CONSIGNAS DE TRABAJO:
(1) En el texto sobre las noches del José Alfredo, ¿qué grupo se dice que era mucho mejor que Oasis?
(2) Prosigue el texto sobre las noches del José Alfredo a partir de su última frase.

DOCUMENTO FUENTE:

'''

Las noches del José Alfredo no fueron tantas pero fueron intensas. Uno podía acabar ahí con Diego Salazar o con Dani Pérez Prada, con actrices bellísimas y directores famosos, o podía simplemente pasarse a ver qué ocurría, ansioso de novedades, como en 2005, arruinado como en 2007, fantaseando con una vida de tienda Quechua que incluyera a la Chica Diploma, ella también en la barra, sonriendo después de una sesión de Microteatro, tonteando hasta la madrugada y luego de nuevo el camino a casa, los tres pisos, el ordenador siempre encendido, preparado para reproducir cualquier canción obsesiva y, en ocasiones, los ataques de angustia a las cuatro de la mañana. Ataques de angustia y de un miedo horroroso que acababan con la Chica Selectiva en mi piso, ella en el sofá, medio dormida, yo en el sillón, como un psicoanálisis a la inversa, repitiendo "no puedo más, no puedo más".
Aunque, por supuesto, era mentira. Siempre se puede más, basta con dormir lo necesario.
Después, las cosas empezaron a ir mejor y todo fue mucho más aburrido, por supuesto. Los días de transferencias siempre son los mejores y el resto tiene un punto decadente. A los pocos meses me enamoré y decidí que mi vida tenía que dejar de ser estética. El amor tiene esas cosas, que puede ser terriblemente real y entonces te preocupas de niños, bodas, despertares y ya no quieres poses ni detectives salvajes, quieres felicidad.
En esas estábamos cuando llegó la enfermedad ajena y arrasó con todo, como en aquella canción de Oasis que decía "I can´t tell you the way I feel, because the way I feel is oh, so new to me". En los tiempos muertos de los Juegos Olímpicos, la grada canta "Wonderwall" a pleno pulmón y yo no puedo evitar recordar que Blur era mucho mejor grupo. Con diferencia.

'''

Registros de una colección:
'''

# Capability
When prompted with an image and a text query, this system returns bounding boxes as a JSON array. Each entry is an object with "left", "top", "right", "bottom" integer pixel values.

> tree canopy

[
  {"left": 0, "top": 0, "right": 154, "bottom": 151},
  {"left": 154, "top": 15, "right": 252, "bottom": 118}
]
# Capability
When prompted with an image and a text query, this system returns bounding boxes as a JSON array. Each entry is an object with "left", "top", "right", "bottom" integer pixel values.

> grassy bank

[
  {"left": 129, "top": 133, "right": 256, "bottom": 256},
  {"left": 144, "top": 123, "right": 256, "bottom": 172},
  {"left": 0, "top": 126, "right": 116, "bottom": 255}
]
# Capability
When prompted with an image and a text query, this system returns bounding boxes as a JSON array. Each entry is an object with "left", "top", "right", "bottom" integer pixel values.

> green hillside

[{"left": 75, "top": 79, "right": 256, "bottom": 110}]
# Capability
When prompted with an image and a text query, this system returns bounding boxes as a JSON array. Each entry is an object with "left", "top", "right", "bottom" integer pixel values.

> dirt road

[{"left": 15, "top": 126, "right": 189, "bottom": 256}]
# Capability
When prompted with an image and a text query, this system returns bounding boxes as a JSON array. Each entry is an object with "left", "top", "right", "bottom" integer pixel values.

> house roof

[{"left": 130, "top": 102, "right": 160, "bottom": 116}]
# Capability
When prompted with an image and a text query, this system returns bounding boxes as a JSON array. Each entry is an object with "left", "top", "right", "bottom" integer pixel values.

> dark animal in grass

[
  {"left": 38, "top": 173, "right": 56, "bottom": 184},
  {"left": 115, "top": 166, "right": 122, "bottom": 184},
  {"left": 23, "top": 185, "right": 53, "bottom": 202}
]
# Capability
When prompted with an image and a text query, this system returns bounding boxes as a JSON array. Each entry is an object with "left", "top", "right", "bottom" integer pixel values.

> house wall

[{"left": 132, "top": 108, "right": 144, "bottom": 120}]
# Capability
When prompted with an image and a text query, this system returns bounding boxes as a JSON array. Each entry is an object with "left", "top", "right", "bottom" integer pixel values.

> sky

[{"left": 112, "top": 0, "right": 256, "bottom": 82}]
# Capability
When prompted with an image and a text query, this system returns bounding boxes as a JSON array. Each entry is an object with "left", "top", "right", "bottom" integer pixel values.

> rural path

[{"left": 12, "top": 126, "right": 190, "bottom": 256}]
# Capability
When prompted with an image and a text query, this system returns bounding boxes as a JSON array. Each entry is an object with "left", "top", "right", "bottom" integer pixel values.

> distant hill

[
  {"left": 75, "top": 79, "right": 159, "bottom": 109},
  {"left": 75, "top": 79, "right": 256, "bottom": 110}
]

'''

RESPUESTAS DE LA ACTIVIDAD:
(1) Blur.

(2)
La enfermedad ajena se llevó muchas cosas, sobre todo el tiempo y la energía, pero seguro que ha ido dejando otras. Seguro. Igual en 2014 escribo lo divertido que era pasar las mañanas en residencias, las tardes en médicos, las noches colgado del teléfono y me enternezco con toda la gente que intentó rescatarme y toda la gente que trató de hundirme sin conseguirlo. Lo que sé es que le echaré de menos. Es una tontería porque en rigor no hay demasiado que echar de menos salvo la pequeña expectativa de que las cosas un día cambiaran a mejor y no a sala de espera de planta cuarta, pero le echaré de menos.
Y entonces la realidad se hará dura y pétrea de nuevo, sin huecos para el duchampismo, la Chica Diploma a mi lado y nuestro pequeño Leopoldo preguntando por el abuelo, los dos satisfechos contestando que hicimos lo posible, que en todo momento hicimos lo posible, porque con un padre se pueden contraer deudas, pero con un hijo nunca.